» Supplied records
+ + + + + + +

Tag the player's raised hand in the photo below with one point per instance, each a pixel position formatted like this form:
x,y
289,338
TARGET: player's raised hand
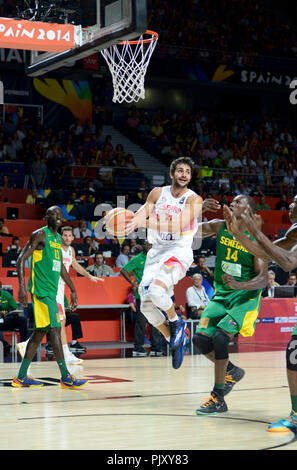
x,y
231,222
253,222
139,220
211,205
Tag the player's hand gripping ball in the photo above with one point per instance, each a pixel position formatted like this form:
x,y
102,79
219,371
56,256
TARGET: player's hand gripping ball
x,y
116,221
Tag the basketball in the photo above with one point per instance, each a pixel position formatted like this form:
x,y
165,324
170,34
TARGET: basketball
x,y
116,221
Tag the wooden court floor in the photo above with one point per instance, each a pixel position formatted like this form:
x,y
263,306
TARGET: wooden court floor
x,y
144,404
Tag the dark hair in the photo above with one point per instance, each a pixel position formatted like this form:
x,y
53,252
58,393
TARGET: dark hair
x,y
66,228
182,161
252,203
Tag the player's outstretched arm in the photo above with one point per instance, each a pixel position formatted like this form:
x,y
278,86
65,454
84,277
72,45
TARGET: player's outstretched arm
x,y
233,226
36,242
191,211
66,278
282,251
257,282
141,216
79,269
209,228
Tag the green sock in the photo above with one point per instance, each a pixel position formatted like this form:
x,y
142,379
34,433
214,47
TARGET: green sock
x,y
63,368
294,403
219,389
24,368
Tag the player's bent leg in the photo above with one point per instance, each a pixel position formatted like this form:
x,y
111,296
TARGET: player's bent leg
x,y
158,294
203,343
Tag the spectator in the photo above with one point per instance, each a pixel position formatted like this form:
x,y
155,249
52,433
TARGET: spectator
x,y
204,270
33,197
132,302
123,257
38,173
82,230
10,317
15,246
196,296
282,204
3,229
99,269
262,205
292,279
269,290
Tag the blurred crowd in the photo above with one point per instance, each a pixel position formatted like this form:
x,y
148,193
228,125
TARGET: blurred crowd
x,y
256,27
231,154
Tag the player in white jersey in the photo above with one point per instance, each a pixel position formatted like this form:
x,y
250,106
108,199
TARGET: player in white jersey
x,y
69,259
170,214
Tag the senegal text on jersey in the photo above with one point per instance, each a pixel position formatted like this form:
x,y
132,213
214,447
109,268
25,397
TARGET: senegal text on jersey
x,y
232,243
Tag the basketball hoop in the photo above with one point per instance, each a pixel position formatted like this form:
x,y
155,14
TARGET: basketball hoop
x,y
128,62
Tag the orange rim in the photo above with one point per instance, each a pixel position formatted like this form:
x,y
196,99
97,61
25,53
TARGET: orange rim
x,y
155,37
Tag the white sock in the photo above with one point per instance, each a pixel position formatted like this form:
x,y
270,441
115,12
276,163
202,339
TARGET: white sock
x,y
173,319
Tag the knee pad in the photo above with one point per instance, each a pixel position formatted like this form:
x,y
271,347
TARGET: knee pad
x,y
159,296
152,313
220,345
203,343
291,354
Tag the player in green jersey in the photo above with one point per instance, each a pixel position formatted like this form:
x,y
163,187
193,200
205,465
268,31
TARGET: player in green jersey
x,y
284,252
47,266
233,309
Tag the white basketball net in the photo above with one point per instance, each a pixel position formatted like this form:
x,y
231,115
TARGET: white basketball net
x,y
128,62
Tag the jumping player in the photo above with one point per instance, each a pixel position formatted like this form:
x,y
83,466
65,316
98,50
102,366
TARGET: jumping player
x,y
284,253
170,214
44,246
233,309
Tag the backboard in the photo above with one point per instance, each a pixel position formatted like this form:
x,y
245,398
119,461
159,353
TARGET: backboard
x,y
115,20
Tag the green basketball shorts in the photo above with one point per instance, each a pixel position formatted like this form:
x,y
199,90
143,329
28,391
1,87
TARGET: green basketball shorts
x,y
234,312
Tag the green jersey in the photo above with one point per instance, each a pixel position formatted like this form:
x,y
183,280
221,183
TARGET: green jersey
x,y
136,264
46,267
232,258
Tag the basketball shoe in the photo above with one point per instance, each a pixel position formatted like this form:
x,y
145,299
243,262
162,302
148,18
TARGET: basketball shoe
x,y
214,404
26,382
284,425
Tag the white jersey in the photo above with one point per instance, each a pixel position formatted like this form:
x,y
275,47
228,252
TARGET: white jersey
x,y
168,207
67,261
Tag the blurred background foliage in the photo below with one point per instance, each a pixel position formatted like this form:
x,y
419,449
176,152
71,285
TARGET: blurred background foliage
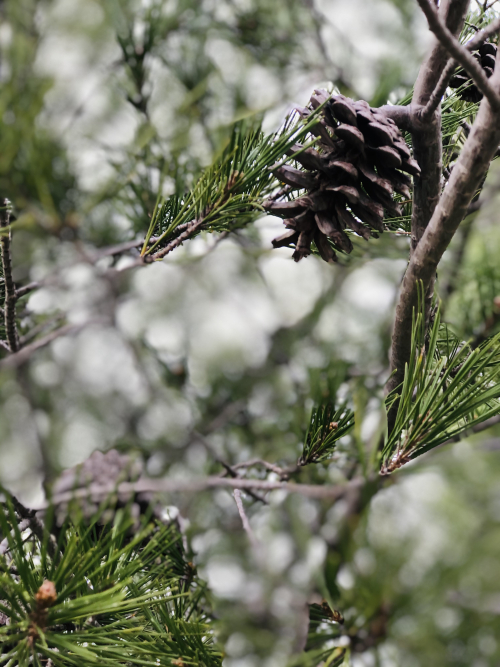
x,y
219,352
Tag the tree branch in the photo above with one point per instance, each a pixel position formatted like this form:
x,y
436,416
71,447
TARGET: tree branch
x,y
192,227
426,137
10,288
21,291
196,485
460,53
244,519
427,150
468,173
23,355
479,39
401,115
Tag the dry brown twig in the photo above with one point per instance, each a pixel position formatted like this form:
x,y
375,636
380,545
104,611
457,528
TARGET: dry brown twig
x,y
436,216
10,288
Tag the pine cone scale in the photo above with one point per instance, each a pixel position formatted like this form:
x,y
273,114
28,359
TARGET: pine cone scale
x,y
349,178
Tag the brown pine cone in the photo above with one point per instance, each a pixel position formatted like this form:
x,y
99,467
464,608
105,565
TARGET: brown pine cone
x,y
349,179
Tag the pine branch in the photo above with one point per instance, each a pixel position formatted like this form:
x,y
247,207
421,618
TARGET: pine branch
x,y
465,179
448,389
433,103
10,288
24,354
196,485
460,53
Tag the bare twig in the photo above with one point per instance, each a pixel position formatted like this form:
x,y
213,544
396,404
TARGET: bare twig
x,y
191,228
40,328
244,519
24,354
426,137
281,472
439,91
196,485
460,53
10,288
231,470
21,291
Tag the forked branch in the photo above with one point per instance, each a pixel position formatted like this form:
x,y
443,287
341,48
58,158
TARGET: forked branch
x,y
465,179
460,53
479,39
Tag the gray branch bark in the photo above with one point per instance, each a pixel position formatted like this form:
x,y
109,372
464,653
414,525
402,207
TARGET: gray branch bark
x,y
427,150
468,173
10,288
459,52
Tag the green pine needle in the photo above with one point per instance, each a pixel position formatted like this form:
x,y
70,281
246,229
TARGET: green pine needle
x,y
448,388
120,596
326,427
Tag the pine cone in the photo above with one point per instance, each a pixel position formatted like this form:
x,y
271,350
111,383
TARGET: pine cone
x,y
486,55
349,180
106,470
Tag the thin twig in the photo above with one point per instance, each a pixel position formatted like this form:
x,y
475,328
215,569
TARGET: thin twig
x,y
40,328
281,472
440,89
196,485
23,355
244,519
21,291
460,53
10,288
231,470
191,228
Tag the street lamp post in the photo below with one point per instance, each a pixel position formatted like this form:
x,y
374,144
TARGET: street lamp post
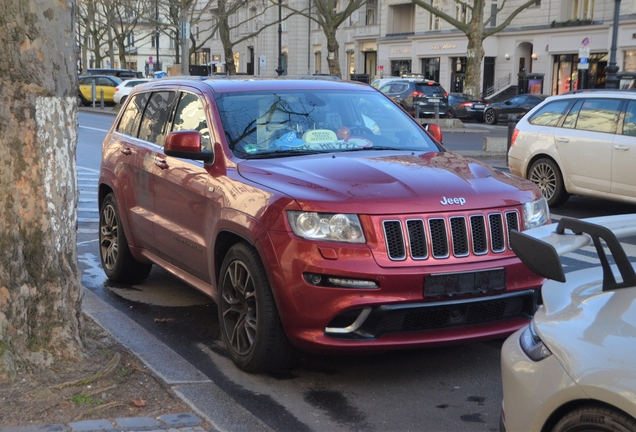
x,y
611,81
279,70
157,66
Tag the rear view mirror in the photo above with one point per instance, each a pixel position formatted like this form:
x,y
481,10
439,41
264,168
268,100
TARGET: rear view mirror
x,y
434,130
186,145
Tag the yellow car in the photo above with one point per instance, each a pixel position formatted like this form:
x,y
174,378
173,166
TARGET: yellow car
x,y
102,82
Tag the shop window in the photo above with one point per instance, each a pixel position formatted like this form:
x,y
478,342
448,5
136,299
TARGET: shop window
x,y
401,18
435,22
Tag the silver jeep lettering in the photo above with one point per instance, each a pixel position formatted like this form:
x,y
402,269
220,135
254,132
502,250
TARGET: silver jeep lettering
x,y
451,201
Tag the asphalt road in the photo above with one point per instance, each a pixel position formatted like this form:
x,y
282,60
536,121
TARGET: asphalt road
x,y
437,389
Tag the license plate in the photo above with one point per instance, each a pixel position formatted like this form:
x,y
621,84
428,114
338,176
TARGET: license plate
x,y
450,284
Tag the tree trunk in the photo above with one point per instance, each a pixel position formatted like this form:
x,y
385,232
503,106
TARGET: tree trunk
x,y
333,59
474,58
40,290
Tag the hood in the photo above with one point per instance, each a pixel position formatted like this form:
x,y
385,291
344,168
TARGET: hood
x,y
591,332
380,182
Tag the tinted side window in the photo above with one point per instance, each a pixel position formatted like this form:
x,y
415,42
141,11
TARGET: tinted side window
x,y
629,124
153,124
599,115
550,114
190,115
573,115
129,123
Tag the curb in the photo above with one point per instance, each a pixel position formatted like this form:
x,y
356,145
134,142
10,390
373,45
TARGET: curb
x,y
184,422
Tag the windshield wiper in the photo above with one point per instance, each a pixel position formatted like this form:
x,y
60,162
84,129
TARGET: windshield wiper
x,y
280,153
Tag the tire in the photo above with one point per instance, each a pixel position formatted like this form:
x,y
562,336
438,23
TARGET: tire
x,y
490,116
249,321
117,261
596,418
546,174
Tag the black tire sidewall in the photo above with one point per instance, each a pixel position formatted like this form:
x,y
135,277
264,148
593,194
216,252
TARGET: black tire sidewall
x,y
271,350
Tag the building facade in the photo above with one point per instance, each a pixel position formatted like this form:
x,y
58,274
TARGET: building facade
x,y
551,47
538,52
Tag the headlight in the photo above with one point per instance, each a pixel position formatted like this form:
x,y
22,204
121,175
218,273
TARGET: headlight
x,y
532,345
326,226
536,213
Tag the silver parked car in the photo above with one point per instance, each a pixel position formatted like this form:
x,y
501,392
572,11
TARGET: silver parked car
x,y
582,143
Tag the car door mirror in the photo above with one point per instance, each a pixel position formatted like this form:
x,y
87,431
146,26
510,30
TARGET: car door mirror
x,y
186,145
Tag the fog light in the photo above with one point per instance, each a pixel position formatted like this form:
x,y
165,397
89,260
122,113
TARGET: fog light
x,y
352,283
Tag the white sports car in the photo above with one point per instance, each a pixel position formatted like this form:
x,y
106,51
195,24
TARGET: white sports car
x,y
574,367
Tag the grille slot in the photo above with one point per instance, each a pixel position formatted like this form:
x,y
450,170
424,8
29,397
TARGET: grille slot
x,y
496,232
438,237
417,239
460,236
394,240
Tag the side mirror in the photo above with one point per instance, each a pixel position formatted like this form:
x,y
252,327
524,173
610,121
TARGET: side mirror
x,y
186,145
435,131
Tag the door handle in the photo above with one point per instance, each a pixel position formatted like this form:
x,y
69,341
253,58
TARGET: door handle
x,y
162,164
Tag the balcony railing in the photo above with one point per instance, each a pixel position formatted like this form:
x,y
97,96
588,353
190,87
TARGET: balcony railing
x,y
367,31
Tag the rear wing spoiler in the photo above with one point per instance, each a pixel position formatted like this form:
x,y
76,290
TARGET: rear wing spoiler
x,y
539,248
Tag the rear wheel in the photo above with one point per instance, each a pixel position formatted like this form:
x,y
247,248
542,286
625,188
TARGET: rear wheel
x,y
249,321
117,261
596,418
490,116
546,174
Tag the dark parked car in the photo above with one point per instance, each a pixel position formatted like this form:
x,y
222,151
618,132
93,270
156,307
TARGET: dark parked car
x,y
119,73
464,107
518,105
423,94
308,228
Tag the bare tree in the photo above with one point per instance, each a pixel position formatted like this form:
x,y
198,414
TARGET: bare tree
x,y
124,16
329,18
92,31
476,30
40,290
229,22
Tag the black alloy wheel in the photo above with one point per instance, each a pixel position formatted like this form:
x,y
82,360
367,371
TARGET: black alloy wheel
x,y
117,261
249,321
545,174
490,116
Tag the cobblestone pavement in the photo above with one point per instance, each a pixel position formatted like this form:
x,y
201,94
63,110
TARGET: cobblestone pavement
x,y
184,422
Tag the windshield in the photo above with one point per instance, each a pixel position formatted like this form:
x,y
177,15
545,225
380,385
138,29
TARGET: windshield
x,y
283,123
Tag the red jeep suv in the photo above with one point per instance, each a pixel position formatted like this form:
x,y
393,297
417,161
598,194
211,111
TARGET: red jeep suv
x,y
317,214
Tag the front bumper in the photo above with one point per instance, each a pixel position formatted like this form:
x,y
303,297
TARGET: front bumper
x,y
532,391
396,314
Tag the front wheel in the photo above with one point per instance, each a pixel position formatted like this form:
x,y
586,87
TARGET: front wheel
x,y
546,174
117,261
596,418
490,116
249,321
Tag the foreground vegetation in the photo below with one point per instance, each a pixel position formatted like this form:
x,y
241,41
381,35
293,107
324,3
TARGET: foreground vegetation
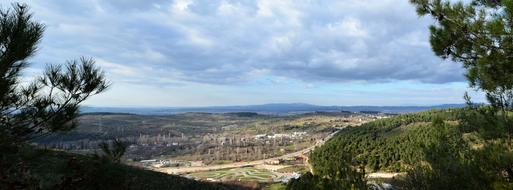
x,y
49,169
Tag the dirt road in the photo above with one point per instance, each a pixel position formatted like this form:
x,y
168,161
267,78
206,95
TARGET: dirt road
x,y
181,170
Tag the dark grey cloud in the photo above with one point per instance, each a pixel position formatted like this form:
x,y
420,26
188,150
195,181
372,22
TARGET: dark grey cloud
x,y
237,41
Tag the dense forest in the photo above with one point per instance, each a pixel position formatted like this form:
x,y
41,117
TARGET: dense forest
x,y
391,144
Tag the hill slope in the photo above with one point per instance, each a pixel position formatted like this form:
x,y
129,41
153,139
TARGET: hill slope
x,y
392,144
61,170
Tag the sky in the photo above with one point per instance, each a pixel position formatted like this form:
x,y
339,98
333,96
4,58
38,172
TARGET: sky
x,y
182,53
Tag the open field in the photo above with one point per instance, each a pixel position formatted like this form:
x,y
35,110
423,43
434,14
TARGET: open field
x,y
236,174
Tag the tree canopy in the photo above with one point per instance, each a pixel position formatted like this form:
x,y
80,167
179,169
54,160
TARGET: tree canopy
x,y
50,102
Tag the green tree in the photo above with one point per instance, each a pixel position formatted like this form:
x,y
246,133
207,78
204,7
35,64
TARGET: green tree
x,y
49,103
477,34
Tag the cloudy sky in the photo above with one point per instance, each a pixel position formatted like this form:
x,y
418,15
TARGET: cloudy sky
x,y
202,53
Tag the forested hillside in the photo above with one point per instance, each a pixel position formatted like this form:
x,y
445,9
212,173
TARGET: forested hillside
x,y
391,144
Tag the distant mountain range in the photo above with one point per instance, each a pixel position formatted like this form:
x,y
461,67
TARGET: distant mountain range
x,y
292,108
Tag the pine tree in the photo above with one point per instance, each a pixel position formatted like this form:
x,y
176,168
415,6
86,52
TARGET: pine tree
x,y
48,104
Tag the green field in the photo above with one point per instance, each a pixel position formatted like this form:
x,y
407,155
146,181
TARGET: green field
x,y
242,174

+ + + + + + +

» Problem requirements
Copy everything from the line containing "Tag the green field" down to the last of the lines, shifting every answer coordinate by -132 and leaving the rest unchanged.

» Result of this exercise
Tag the green field in the photo above with one point per instance, each a pixel position formatted like this form:
x,y
407,155
146,181
TARGET: green field
x,y
110,42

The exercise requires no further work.